===== PASSAGE PROVIDED =====
Title: MUCUNA DEERINGIANA (BORT) MERR. VS. THE CORM WEEVIL, COSMOPOLITES SORDIDUS GERMAR (COLEOPTERA: CURCULIONIDAE) IN PLANTAINS
Salazar, Amparo - UNIV. OF PUERTO RICO
Ortiz, Juan - UNIV. OF PUERTO RICO
Submitted to: Journal of Agriculture of the University of Puerto Rico
Publication Type: Peer Reviewed Journal
Publication Acceptance Date: October 14, 2004
Publication Date: December 30, 2005
Citation: Salazar, A., Pantoja, A., Ortiz, J. 2005. Mucuna deeringiana (bort) Merr. vs. the corm weevil, Cosmopolites sordidus Germar (Coleoptera: Curculionidae) in plantains. Journal of Agriculture of the University of Puerto Rico 89(3-4):201-210 (2005)
Interpretive Summary: The root corm weevil (BRW) is the most important pest of banana worldwide. Growers had limited success in combating BRW through intensive use of broad-spectrum insecticides and systemic insecticides are not available. However, chemical control is not a viable option for most Caribbean farmers because of low prices combined with the high costs of products and spray equipment, not to mention lack of expertise in handling toxic insecticides. Reliance on chemical control incurs economic, environmental and health costs and may cause resurgence and secondary pest outbreaks. Furthermore, carbofuran, a widely used insecticide for BRW control will be removed from the market. Clearly, alternative management strategies are required. The use of cover crops as Mucuna deeringiana, have promising results in vegetable pests. The objective of this work was to evaluate the effect of M. deeringiana on C. sordidus establishment and damage to plantains.
===== GIVEN INFORMATION =====
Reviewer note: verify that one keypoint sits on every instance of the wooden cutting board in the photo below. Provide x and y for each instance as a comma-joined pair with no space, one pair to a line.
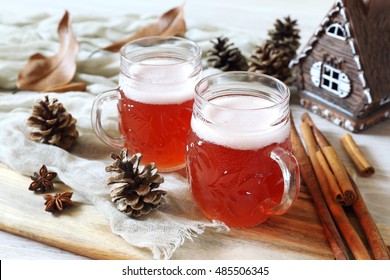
=====
• **CHECK YOUR UNDERSTANDING**
1. Reproduce the portion of the corm weevil abstract starting at "Title: MUCUNA DEERINGIANA" and ending at "Rico 89(3-4):201-210 (2005)".
2. Write the next part of the corm weevil abstract, picking up after its final sentence.

• **RESULTS OF THE EXERCISE**
1.
Title: MUCUNA DEERINGIANA (BORT) MERR. VS. THE CORM WEEVIL, COSMOPOLITES SORDIDUS GERMAR (COLEOPTERA: CURCULIONIDAE) IN PLANTAINS
Salazar, Amparo - UNIV. OF PUERTO RICO
Ortiz, Juan - UNIV. OF PUERTO RICO
Submitted to: Journal of Agriculture of the University of Puerto Rico
Publication Type: Peer Reviewed Journal
Publication Acceptance Date: October 14, 2004
Publication Date: December 30, 2005
Citation: Salazar, A., Pantoja, A., Ortiz, J. 2005. Mucuna deeringiana (bort) Merr. vs. the corm weevil, Cosmopolites sordidus Germar (Coleoptera: Curculionidae) in plantains. Journal of Agriculture of the University of Puerto Rico 89(3-4):201-210 (2005)

2.
The effect of the legume, Mucuna deeringiana, on Cosmopolites sordidus population dynamics and damage was studied in two planting systems: intercropping and mucuna as green mulch before establishing the plantain. The relationship between C. sordidus adult density and larval damage was also studied. The presence of M. deeringiana affected the incidence of C. sordidus. The data suggests that C. sordidus adults are attracted by M. deeringiana, but additional studies are needed to better understand the relationship between the legume and the insect. The presence of M. deeringiana did not affected plantain height, stem diameter, or sucker production if the legume is eliminated four months after planting. However management practices to establish and cultivate the legume increased production costs. Although, C. sordidus population densities were low during most of the year, a high population density was recorded from November to January. A second population explosion was recorded between June and August. The highest insect densities recorded was 3.5 insects for trap.